## Your task
Restate the statement on funding for immigrant legal services, starting at the words "New York City must" and ending after "immigration legal services.", with "experienced lawyers" in place of "expert attorneys".

## Source extract
------------------------------------------------------------------------
Immigrants, Advocates, and Elected Officials Demand Enhanced Resources for Legal Services in City Budget

 New York City must strengthen expert attorneys and organizations to serve the complex legal needs of immigrant clients facing the system that exists today

(New York, NY) Today, advocates, lawyers, and their immigrant clients, joined by Council Members Carlos Menchaca and Vanessa Gibson, and Public Advocate Chief of Staff Ibrahim Khan, highlighted the urgent need for the New York City budget to include funding for a broad range of immigration legal services.

While groundbreaking investments have been made by New York City to assist immigrants with basic applications, an ever-growing number of New York’s immigrants are forced to navigate complex deportation proceedings and immigration hearings without a lawyer, with the result that many are not able to benefit from rights and remedies they qualify for. Advocates and electeds argued that to provide meaningful and necessary support to the needs New York’s immigrants face today, the final New York City budget must include $13.5 million for legal services through the Immigrant Opportunity Initiative, as well as baselining funding for the New York Immigrant Family Unity Project (NYIFUP) and the Immigrant Children Advocates Relief Effort (ICARE). This is particularly important in the absence of federal relief programs, as New Yorkers continue to face the threat of deportation and are unable to achieve legal status because of inadequate access to legal support.
------------------------------------------------------------------------
## Dataset extract
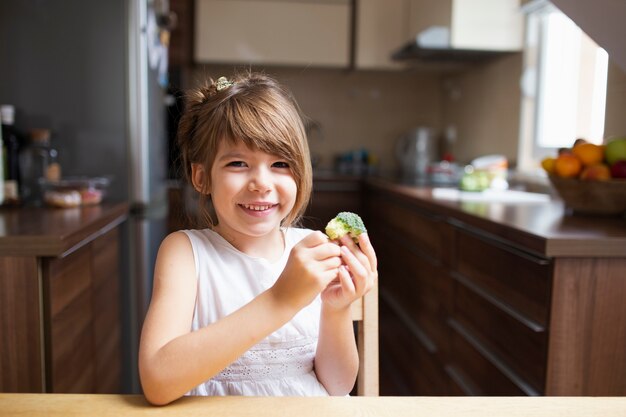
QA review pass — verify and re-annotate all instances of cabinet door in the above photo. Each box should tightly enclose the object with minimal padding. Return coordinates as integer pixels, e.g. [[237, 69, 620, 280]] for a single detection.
------------------------------------------------------------------------
## Final result
New York City must strengthen experienced lawyers and organizations to serve the complex legal needs of immigrant clients facing the system that exists today

(New York, NY) Today, advocates, lawyers, and their immigrant clients, joined by Council Members Carlos Menchaca and Vanessa Gibson, and Public Advocate Chief of Staff Ibrahim Khan, highlighted the urgent need for the New York City budget to include funding for a broad range of immigration legal services.